■ EXTRACT TO READ:
= Beginning of Section =

In the current example, the SGE script runs an array job of only two tasks corresponding to the two failed partial results.

Search against nt database

A query test file of 15 GB was used to search against the NCBI nt database [17] of 126 GB using the proposed technique. The query file and nt database were split into 152 and 136 segments respectively. Characteristics of the query test file and nt database are shown in Table 3.

Table 3 Characteristics of the query test file and nt database

An array job of 20,672 (=152 * 136) tasks was created and launched as described earlier. The slowest task took less than 30 min (28 min 51.105 s) to complete. Average completion time per task was 3 min 53 s. Every task was assigned eight CPUs. On the HPC with a limited number of CPUs available at a time (3000), all tasks completed in less than 4 hours (3 h 33 min 41 s). Without applying the proposed technique the whole job would take more than 55 days (1335 h 31 min 16 s which is equal to the sum of the completion times of all 20,672 array job tasks) using eight CPUs. Figure 4 shows the linear speed up as the number of available CPUs (or number of tasks running in parallel) increases.

Fig. 4
figure 4

CPU performance. CPU shows the linear speed up as the number of available CPUs or number of tasks running in parallel increases

Results and discussion

Searching for genome sequence similarities is one of the most important bioinformatics tasks. Bioinformatics applications such as BLAST+, DIAMOND [18], VSEARCH [19] and USERACH [20] find matches via pair-wise comparisons of sequences in queries and reference databases. The number of sequences that need to be compared is a major challenge requiring process parallelization on HPC clusters. Multithreading and/or MPI are typical parallelization techniques in use. However, these approaches are often inadequate: (a) multi-threading is confined to a single node, and (b) the single master in MPI’s centralized architecture limits scalability. An alternative O(T) architecture, where T = M x N, developed by CDRH offers significant processing speed-up and scalability for the analyses, and provides checkpointing benefits. The approach consists of processing sequence analyses in array mode with segmented query and database sets, which can dramatically reduce job runs from months to hours. The inherent checkpointing feature of the dual segmentation mode is a benefit that can hardly be overstated. The checkpointing is free, a part of the method itself.

= End of Section =

Referring expression data:

= Beginning of Section =

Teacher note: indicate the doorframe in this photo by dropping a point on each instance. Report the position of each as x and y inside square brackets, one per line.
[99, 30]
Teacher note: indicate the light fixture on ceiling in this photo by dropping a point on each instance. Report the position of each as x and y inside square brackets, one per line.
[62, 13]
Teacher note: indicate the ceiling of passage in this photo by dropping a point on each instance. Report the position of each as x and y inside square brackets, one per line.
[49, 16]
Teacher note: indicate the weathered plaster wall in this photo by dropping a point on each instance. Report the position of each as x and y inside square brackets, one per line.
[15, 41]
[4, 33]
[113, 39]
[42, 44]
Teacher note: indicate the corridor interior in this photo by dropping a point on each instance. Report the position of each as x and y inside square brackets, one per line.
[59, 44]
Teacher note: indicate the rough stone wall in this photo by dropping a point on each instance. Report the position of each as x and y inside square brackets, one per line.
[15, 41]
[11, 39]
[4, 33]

= End of Section =

■ DIRECTIONS:
1. Summarize the text on the nt database search in two sentences.
2. List every bioinformatics application that the text on the nt database search names as finding matches through pair-wise comparisons of sequences.
This listing has no connection to the text about the nt database search.

■ RESPONSES IN ORDER:
1. A 15 GB query file was split into 152 segments and the 126 GB NCBI nt database into 136, producing an array job of 20,672 tasks that finished in under 4 hours on an HPC limited to 3000 CPUs, versus more than 55 days without the technique. As an alternative to multithreading and MPI, this approach processes sequence analyses in array mode with segmented query and database sets, offering significant speed-up and scalability along with checkpointing that is built into the method itself.

2. BLAST+, DIAMOND, VSEARCH, USERACH